*** Textauszug ***
Ihre dort entstandenen Arbeiten waren verstörend, weil schwer zuzuordnen, unterschieden sie sich doch vom traditionellen Handlungsballett ebenso wie von der klassischen Moderne des Ausdruckstanzes. Es waren nicht mehr länger Choreographien im üblichen Sinn, die Übersetzung einer vorgegebenen Erzählung in die Sprache des Tanzes, sondern tatsächlich "Stücke", eigene Kompositionen aus Bewegung, Raum und Klang, die das Thema, das sie erzählen, überhaupt erst hervorbringen.

Ihre Soloarbeiten setzen nicht auf ein schon vorhandenes Vokabular, sie erforschen immer wieder neu die Sprache des eigenen Körpers, indem sie dessen Ausdruckspotential radikal beschränken – durch unbewegliche oder sperrige, durch massive oder durch äußerst reduzierte Objekte. In Stücken wie diesen tritt die Auseinandersetzung mit der bildenden Kunst in den Vordergrund. Auch sie bestimmt die Arbeiten Reinhild Hoffmanns von Anfang an.

Die Stücke, die Reinhild Hoffmann zunächst am Bremer Theater (1978-1986) dann am Schauspielhaus Bochum (1986-1995) erarbeitete, wurden auf vielen internationalen Gastspielen gezeigt und erhielten zahlreiche Auszeichnungen; drei Stücke – Könige und Königinnen (1983), Callas (1984) und Föhn (1986) – wurden zum Berliner Theatertreffen der herausragenden Inszenierungen einer Spielzeit eingeladen.
*** Vorliegende Daten ***
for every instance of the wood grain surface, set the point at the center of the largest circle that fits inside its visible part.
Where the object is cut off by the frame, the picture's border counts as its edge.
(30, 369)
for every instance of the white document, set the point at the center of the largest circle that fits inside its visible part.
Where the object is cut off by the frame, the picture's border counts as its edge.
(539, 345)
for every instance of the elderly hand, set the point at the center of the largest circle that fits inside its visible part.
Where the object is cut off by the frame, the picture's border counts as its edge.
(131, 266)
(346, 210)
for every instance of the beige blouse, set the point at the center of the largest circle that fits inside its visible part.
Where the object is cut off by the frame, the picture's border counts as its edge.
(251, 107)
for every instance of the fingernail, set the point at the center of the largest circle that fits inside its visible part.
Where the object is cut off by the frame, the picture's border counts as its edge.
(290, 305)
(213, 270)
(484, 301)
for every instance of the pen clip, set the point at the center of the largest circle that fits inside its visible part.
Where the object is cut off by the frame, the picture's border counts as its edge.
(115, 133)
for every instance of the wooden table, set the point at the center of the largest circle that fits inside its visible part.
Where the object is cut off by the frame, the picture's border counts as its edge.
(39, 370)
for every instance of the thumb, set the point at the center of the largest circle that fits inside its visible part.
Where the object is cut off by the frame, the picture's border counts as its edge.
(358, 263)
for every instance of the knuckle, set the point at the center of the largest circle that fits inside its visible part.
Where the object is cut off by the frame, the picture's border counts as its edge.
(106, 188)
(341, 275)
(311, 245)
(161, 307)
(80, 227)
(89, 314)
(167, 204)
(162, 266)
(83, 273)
***
Aufgabenstellung |
Gib aus dem Textauszug über die Tanzstücke Reinhild Hoffmanns den Teil von „Ihre Soloarbeiten setzen“ bis einschließlich „einer Spielzeit eingeladen.“ wortgetreu wieder.

Bearbeitete Aufgabe |
Ihre Soloarbeiten setzen nicht auf ein schon vorhandenes Vokabular, sie erforschen immer wieder neu die Sprache des eigenen Körpers, indem sie dessen Ausdruckspotential radikal beschränken – durch unbewegliche oder sperrige, durch massive oder durch äußerst reduzierte Objekte. In Stücken wie diesen tritt die Auseinandersetzung mit der bildenden Kunst in den Vordergrund. Auch sie bestimmt die Arbeiten Reinhild Hoffmanns von Anfang an.

Die Stücke, die Reinhild Hoffmann zunächst am Bremer Theater (1978-1986) dann am Schauspielhaus Bochum (1986-1995) erarbeitete, wurden auf vielen internationalen Gastspielen gezeigt und erhielten zahlreiche Auszeichnungen; drei Stücke – Könige und Königinnen (1983), Callas (1984) und Föhn (1986) – wurden zum Berliner Theatertreffen der herausragenden Inszenierungen einer Spielzeit eingeladen.